WHAT TO PRODUCE: Copy out the listing below word for word, every line of it.

==== EXTRACTED INFORMATION ====

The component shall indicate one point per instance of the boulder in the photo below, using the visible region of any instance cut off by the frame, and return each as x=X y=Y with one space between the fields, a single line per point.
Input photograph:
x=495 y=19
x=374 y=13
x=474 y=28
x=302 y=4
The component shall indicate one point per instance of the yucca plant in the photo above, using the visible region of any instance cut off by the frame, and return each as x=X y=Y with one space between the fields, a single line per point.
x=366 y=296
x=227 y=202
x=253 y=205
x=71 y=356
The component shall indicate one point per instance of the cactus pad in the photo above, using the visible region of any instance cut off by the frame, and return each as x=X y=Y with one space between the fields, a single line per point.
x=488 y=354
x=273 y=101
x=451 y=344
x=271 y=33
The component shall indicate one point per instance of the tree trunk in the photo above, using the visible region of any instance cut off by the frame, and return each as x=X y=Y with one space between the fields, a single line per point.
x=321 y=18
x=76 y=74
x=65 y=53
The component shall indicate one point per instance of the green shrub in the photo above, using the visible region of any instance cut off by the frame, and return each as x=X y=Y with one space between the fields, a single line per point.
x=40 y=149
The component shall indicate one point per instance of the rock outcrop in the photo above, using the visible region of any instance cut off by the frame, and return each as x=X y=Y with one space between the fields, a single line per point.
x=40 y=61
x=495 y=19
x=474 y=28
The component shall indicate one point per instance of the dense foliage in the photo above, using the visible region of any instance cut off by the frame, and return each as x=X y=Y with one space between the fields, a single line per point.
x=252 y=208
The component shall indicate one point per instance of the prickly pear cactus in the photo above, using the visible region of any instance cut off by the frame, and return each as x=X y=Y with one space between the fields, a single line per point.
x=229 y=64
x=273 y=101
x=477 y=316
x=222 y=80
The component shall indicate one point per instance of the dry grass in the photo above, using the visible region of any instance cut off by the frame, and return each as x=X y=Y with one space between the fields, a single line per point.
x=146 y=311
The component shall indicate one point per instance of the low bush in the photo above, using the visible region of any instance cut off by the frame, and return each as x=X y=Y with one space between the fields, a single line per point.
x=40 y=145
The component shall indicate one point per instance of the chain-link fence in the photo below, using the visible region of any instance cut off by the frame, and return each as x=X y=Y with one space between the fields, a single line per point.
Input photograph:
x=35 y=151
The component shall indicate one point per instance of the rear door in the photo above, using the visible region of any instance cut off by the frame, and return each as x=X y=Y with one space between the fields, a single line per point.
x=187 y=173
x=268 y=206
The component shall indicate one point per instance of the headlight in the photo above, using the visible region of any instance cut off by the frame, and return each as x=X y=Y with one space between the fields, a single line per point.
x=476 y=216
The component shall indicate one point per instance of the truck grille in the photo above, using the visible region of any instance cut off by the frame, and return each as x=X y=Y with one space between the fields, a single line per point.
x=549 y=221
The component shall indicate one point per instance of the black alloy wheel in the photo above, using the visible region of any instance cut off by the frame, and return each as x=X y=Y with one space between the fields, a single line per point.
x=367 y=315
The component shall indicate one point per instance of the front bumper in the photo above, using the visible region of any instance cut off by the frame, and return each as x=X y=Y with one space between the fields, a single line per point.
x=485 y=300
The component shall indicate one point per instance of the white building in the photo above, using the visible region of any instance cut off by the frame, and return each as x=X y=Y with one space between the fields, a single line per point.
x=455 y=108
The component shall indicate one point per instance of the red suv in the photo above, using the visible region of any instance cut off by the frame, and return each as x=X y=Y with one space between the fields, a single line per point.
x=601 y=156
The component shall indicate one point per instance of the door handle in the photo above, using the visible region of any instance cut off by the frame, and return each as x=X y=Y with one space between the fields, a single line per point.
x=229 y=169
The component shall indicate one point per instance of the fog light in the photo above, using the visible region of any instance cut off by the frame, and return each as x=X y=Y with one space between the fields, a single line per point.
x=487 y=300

====

SOLUTION FOR THIS EXERCISE:
The component shall indicate one point per instance of the boulder in the photo below, using the visible region of any instance cut off by the frame, and return each as x=X y=Y with one space between the fields, a single line per point.
Input photograph:
x=495 y=19
x=374 y=13
x=474 y=28
x=302 y=4
The component shall indicate one point per instance of the yucca plant in the photo above, using the visible region of any instance cut off by the frame, and return each as x=X y=Y with one space between the fields, a single line per point.
x=366 y=296
x=227 y=202
x=253 y=205
x=71 y=356
The component shall indicate one point per instance of the cactus pad in the photo above, using the visible region of any instance cut off by the frame, and return each as x=X y=Y with one space between the fields, a single line per point.
x=488 y=354
x=273 y=101
x=451 y=344
x=271 y=33
The component shall indicate one point per instance of the tree trunk in the photo above, using the visible region of any instance cut off by the frame, and return each as x=X y=Y with one space between the fields, a single line per point.
x=321 y=18
x=76 y=74
x=65 y=53
The component shall indicate one point per instance of the green shrub in the photo above, using the visible region of any instance cut off by the frame, and return each as x=X y=Y with one space between the fields, a single line per point.
x=40 y=149
The component shall indicate one point per instance of the rock outcrop in the photo above, using the visible region of any instance cut off by the frame, and return each as x=X y=Y with one space between the fields, a single line per point.
x=40 y=61
x=495 y=19
x=474 y=28
The component shall indicate one point per instance of the dense foliage in the photo above, using the visible region of any instance cut off by the frame, and return each as x=X y=Y with one space between the fields, a single line per point.
x=252 y=208
The component shall indicate one point per instance of the prickly pear cactus in the photo above, using the visible region of any instance cut off by the frame, and return each as x=X y=Y with one space between the fields, a single line per point.
x=229 y=64
x=273 y=101
x=477 y=316
x=222 y=80
The component shall indicate one point per instance of the dry grass in the photo above, using the visible region of any instance cut off by the frame, and return each as x=X y=Y with one space between the fields, a single line per point.
x=146 y=311
The component shall indicate one point per instance of the low bush in the photo above, using the visible region of any instance cut off by the frame, and return each as x=X y=Y with one space between the fields, a single line per point.
x=40 y=145
The component shall indicate one point per instance of the chain-link fence in the photo below, using the visible region of any instance cut off by the frame, and return each as x=X y=Y with one space between the fields, a single line per point.
Input photograph:
x=35 y=151
The component shall indicate one point per instance of the rear door in the photo above, using the visible region of any instance cut off by the frame, and return each as x=X y=Y with one space between the fields, a single line per point.
x=187 y=173
x=268 y=206
The component shall indicate one point per instance of the headlight in the photo above, using the visible region of any instance cut off by the frame, and return each as x=X y=Y with one space between the fields, a single line per point.
x=476 y=216
The component shall indicate one point per instance of the truck grille in the photo above, using the visible region of any instance cut off by the frame, and return each as x=X y=Y with one space between the fields, a single line per point.
x=549 y=221
The component shall indicate one point per instance of the black alloy wheel in the photo above, using the visible region of any instance cut off by the frame, and return each as x=X y=Y with one space between the fields, a single line per point.
x=367 y=315
The component shall indicate one point per instance of the front bumper in the photo above, using the visible region of any instance cut off by the frame, and return each as x=X y=Y with one space between the fields, a single line per point.
x=485 y=300
The component shall indicate one point per instance of the white building in the photo above, using the visible region of any instance cut off by the frame, and return each as x=X y=Y with one space between the fields, a single line per point.
x=455 y=108
The component shall indicate one point per instance of the red suv in the photo above, using the visible region of any instance cut off by the frame, and return each as x=X y=Y with one space between the fields, a single line per point.
x=601 y=156
The component shall indicate one point per instance of the door handle in the photo above, using the visible region of any instance cut off by the frame, and return each as x=X y=Y with one space between the fields, a single line per point.
x=229 y=169
The component shall indicate one point per instance of the fog light in the photo above, using the visible region of any instance cut off by the frame, and return each as x=X y=Y with one space between the fields, a single line per point.
x=487 y=300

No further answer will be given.